Segment Start: Provided text
Written By: J. Laura
In the midst of the Black Lives Matter movement, one woman in particular, Nia Miranda, made the spotlight when she confronted two women vandalizing a Starbucks in June of this year in Los Angeles.
“It is never OK to commit a crime in our honor when we, the Black community, will be targeted for it,” Nia Miranda told Fox News.
Miranda’s video went viral when it was seen by millions. In it, she confronted two women, who appeared to be white, vandalizing a Starbucks shop with the letters “BLM.”
The occurrence happened during a BLM protest that Miranda was driven to attend in the wake of George Floyd’s death, which sparked something in her, she explained.
“It’s difficult to hear a baby’s cry, but when you hear a grown up asking for his mother that was deceased — it does something to you,” she sniffed as she recalled the moment after seeing the video of Floyd. “I couldn’t believe it. I couldn’t believe what I was seeing […] I was sick. I remember crying.”
Segment End: Provided text
Segment Start: Information supplied
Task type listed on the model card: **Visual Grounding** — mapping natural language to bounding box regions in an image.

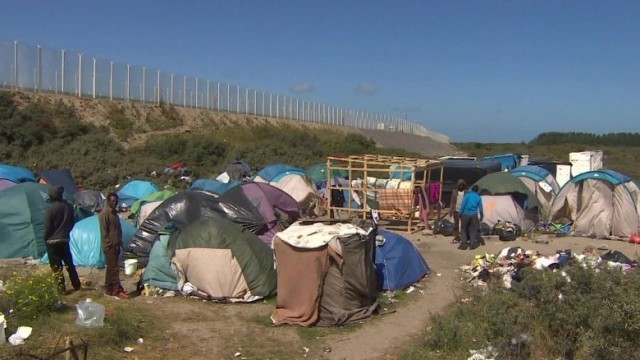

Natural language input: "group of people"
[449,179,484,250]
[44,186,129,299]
Segment End: Information supplied
Segment Start: Information supplied
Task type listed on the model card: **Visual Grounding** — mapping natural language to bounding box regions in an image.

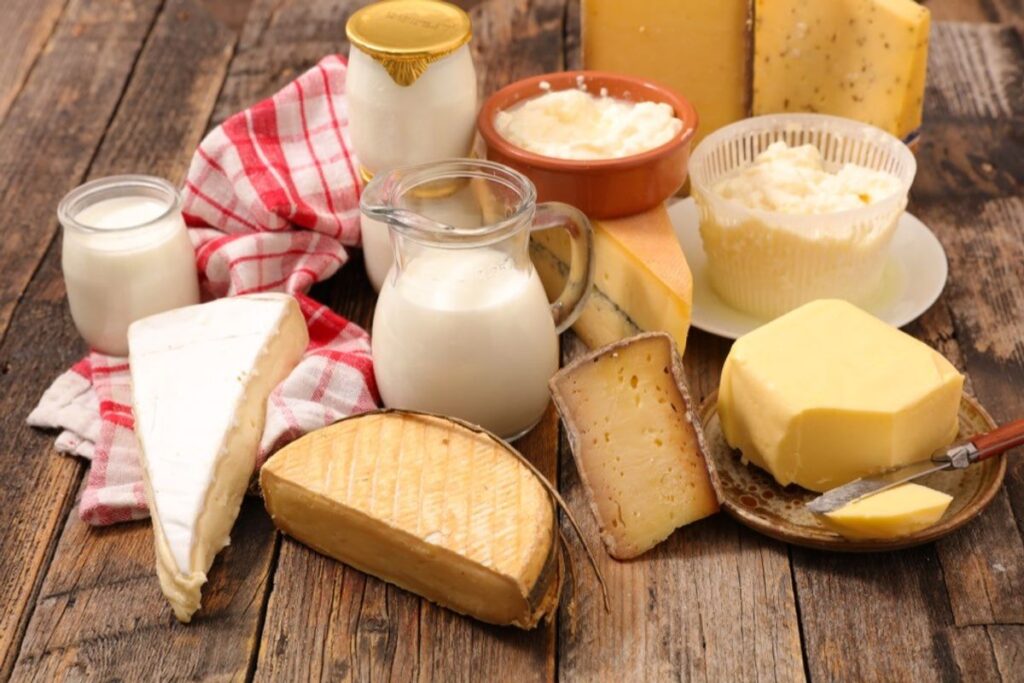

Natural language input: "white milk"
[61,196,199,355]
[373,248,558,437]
Segment End: Information supplied
Segment Start: Information supplied
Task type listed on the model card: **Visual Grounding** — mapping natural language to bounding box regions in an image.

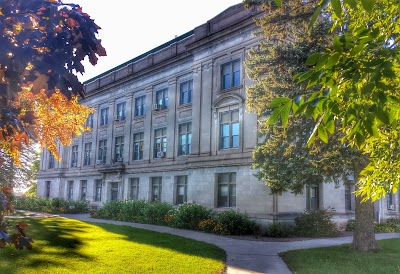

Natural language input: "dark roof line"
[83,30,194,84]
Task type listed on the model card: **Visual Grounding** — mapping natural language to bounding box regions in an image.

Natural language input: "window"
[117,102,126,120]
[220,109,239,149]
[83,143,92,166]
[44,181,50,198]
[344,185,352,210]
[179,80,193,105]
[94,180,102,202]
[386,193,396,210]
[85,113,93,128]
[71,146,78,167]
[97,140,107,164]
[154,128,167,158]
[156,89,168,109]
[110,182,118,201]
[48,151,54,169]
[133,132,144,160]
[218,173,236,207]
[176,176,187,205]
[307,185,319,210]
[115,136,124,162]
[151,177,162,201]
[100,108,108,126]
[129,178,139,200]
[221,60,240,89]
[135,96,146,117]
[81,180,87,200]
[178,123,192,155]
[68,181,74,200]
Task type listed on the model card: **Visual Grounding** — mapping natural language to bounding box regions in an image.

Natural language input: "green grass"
Segment End: Information supplied
Exercise prompt
Output the part of the Nia Miranda article above between "Written By: J." and "in Los Angeles.", inclusive, copying it word for word.

Expected answer
Written By: J. Laura
In the midst of the Black Lives Matter movement, one woman in particular, Nia Miranda, made the spotlight when she confronted two women vandalizing a Starbucks in June of this year in Los Angeles.